Seçilen Metin:
☆ ☆ ☆ ☆ ☆ ☆ ☆

“Hz. Yûsuf’un Hayatı Avrupalı Müslümanlara Örnektir”
- HAYATSürmanşet 1
- 8 Aralık 2022
Yûsuf suresinin 1 ila 101’inci ayet-i kerîmelerinde “Kıssaların en güzeli” ifadesiyle anlatılan Hz. Yûsuf ’un hayatının, gayrimüslim ülkede geçmesi yönüyle birçok önemli ve ibret alınması gereken hususlar barındırır.
Rabbimiz Kur’an’da, “Andolsun ki Yûsuf ve kardeşlerinde, almak isteyenler için ibretler vardır.”[1] buyurarak, Yûsuf kıssasına dikkat çeker. Farklı dinler ve dünya görüşlerine mensup insanların barış içerisinde bir arada yaşadığı toplumlar açısından önemli hususlar bu surede ifade edilir. Yine aynı zamanda çoğulcu toplumun içerisinde yaşayan Müslüman bireyler ve oluşturdukları kurumlar açısından bu sureden alınması gereken önemli dersler ve ibretler bulunur.
DİASPORADA HZ. YÛSUF (A.S.)
Yakub (a.s.)’ın 12 oğlundan birisi olan Yûsuf , büyük kardeşleri tarafından ihanete uğramış ve bir su kuyusuna bırakılmıştır. Yoldan geçen bir kervan, su ihtiyacını karşılamak üzere su kuyusuna gelmiş ve orada güzeller güzeli bir erkek çocuğu ile karşılaşmışlardır. Yûsuf’u Mısır’a götürüp satışa çıkarmışlar ve Mısır devleti yöneticisi tarafından Yûsuf köle olarak satın alınmıştır. Bulunduğu ev sakinleri tarafından iyi muamele görmüştür. Yaşadığı Mısır devleti içerisinde artık azınlık statüsünde bir Müslüman ve aynı zamanda Peygamber olarak hayatını idame ettirecektir. Yetişkin hâle gelen Yûsuf ’un ilk imtihanı iffeti ile ilgili olmuştur. Evin hanımı kendisiyle yakınlaşmayı arzu etmiş ve Yûsuf kendisinden uzaklaşınca da ona iftira atmıştır. Bu iftira Yûsuf ’un hapse girmesine vesile olmuştur. Allah’ın işaret ve ikazı olmasaydı Yûsuf (a.s.)’ın bu teklife meyletmiş olabileceği burada ifade edilmiştir. Büyük günahlara düşmemek için Allah’ın koruması altında olmak gerektiği buradan anlaşılmaktadır. Şu ayet-i kerîme de bunun delilidir: “Kitaptan sana vahyedilenleri oku, namazı özenle kıl. Kuşkusuz namaz hayasızlıktan ve kötülükten meneder…”[2]
NAMAZ KÖTÜLÜKLERDEN ALIKOYAR
Gerçekten de namaz ibadetinin, namaz kılanları kötülüklerden alıkoyan bir özelliği vardır. Namaz ve hayırlı ameller, kişiye kötülüklere düşmekten koruma hususunda yardımcı olur. Yeter ki kul samimiyet ve ihlas ile kulluk görevlerini ifa edebilsin!

☆ ☆ ☆ ☆ ☆ ☆ ☆

Kayıtlı Veriler:
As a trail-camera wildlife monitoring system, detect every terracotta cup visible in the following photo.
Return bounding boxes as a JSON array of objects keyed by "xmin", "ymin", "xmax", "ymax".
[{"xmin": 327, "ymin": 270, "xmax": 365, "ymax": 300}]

☆ ☆ ☆ ☆ ☆ ☆ ☆

İstenen İş:
Hz. Yûsuf'un hayatını anlatan metinden "- HAYATSürmanşet 1" ifadesinden "gereken hususlar barındırır." ifadesine kadar olan kısmı hiç değiştirmeden çıkarın. Yalnızca metne dayanın, listeyi kullanmayın.

Çözüm:
- HAYATSürmanşet 1
- 8 Aralık 2022
Yûsuf suresinin 1 ila 101’inci ayet-i kerîmelerinde “Kıssaların en güzeli” ifadesiyle anlatılan Hz. Yûsuf ’un hayatının, gayrimüslim ülkede geçmesi yönüyle birçok önemli ve ibret alınması gereken hususlar barındırır.